■ **Work request 1**:
Name every university, journal, or academy that the dark chocolate text cites as a source of research.
■ **Work request 2**:
According to the dark chocolate text, how many seniors took part in the 2013 study on cacao and cognition?
■ **Work request 3**:
Extend the text on the health benefits of dark chocolate from the point where it stops.

■ **Text passage**:
'''

A few weeks ago, America celebrated its National Day of Chocolate. For that, and for the love of all chocolate in the world, I made you a list of six health benefits of dark chocolate, all backed by scientific research. Here they are:
According to a 2018 study by Loma Linda University, eating dark chocolate with a high concentration of organic cacao (70 percent, or more) reduces stress and inflammation.
The study was based on the fact that cacao has strong antioxidants and anti-inflammatory agents which can improve your memory, immunity, and mood.
Countries that want more Nobel Prizes should supply their citizens with more chocolate. (Seriously).
According to a 2012 study published in the New England Journal of Medicine, there’s a strong linear correlation between chocolate consumption per capita and the number of Nobel winners per 10 million persons in 23 countries.
The study also found that it’d take an average of 0.4 kg of chocolate/capita to increase the number of Nobel winners in any given country by one which translates into 125 million kilos of chocolate per year in the United States.
One of the benefits of Nitric Oxide is that it relaxes and widens your blood vessels causing blood to flow with minimum resistance and thus reducing your blood pressure.
Now guess what dark chocolate does?
The dietary flavanols found in cacao-rich foods like dark chocolate stimulate a certain type of cells in your blood vessels called “endothelium” to produce Nitric Oxide and, as a result, reducing blood pressure.
Two cups of hot chocolate a day, according to a 2013 study published by the American Academy of Neurology, can improve one’s cognition, especially for seniors.
The study that measured the cognitive response of sixty seniors after 24 hours and 30 days of cacao consumption found a notable improvement in the participants’ white matter which is the area in the central nervous system responsible for learning and memory.
These findings were confirmed by two more studies; first by the University of Northern Arizona which found that chocolate can increase brain characteristics of attention in participants.

'''

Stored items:
'''

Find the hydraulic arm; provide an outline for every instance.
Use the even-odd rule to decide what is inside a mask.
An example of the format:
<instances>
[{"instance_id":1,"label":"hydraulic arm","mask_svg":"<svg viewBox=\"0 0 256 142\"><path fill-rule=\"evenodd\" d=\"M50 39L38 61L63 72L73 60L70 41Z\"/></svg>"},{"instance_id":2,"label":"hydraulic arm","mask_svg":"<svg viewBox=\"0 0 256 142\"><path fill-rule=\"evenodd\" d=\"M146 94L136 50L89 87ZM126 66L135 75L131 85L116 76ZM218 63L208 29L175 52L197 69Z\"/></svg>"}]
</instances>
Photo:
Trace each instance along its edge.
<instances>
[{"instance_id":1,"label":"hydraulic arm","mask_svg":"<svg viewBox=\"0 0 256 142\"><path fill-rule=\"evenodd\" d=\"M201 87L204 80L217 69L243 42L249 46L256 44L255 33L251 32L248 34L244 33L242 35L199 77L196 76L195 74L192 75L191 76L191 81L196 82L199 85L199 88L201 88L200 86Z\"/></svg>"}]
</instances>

'''

■ **Task result 1**:
Loma Linda University
New England Journal of Medicine
American Academy of Neurology
University of Northern Arizona

■ **Task result 2**:
Sixty seniors.

■ **Task result 3**:
The second was a 2016 study that included 968 participants of different ages and genders and found that more frequent chocolate consumption was significantly linked with better performance across various areas such as the Visual-Spatial Memory ( information processing efficiency), visual scanning, visual tracking and abstract reasoning which highlights one’s ability to identify different logical patterns and rules.
A recent study by the Luxembourg Institute of Health University (LIH) found that cacao-based products may affect insulin resistance and reduce the risk of diabetes.
The study that was published in the British Journal of Nutrition found that among 1153 participants, those who ate 100 g of dark chocolate each day had reduced insulin resistance and improved their liver enzymes and reduced the risk of cardiovascular diseases.
“Healthcare professionals should encourage individuals to consume a wide range of phytochemical-rich foods, which can include dark chocolate in moderate amounts, says Prof Saverio Stranges, the Scientific Director of the Department of Population Health at LIH.
In case you don`t know, there are two types of cholesterol, LDL (the bad one) and HDL (good). According to several studies, cocoa-based products can reduce LDL and increase HDL percentages in your blood.
One four-week study done in 2007 found that polyphenols like procyanidins and catechins (also found in green tea) can inhibit both your normal and oxidized LDL concentrations while elevating your HDL at the same time.
Another study by the University of Illinois estimated the change in cholesterol concentration to be a 2 percent for the Total Cholesterol and 5.3 percent for LDL.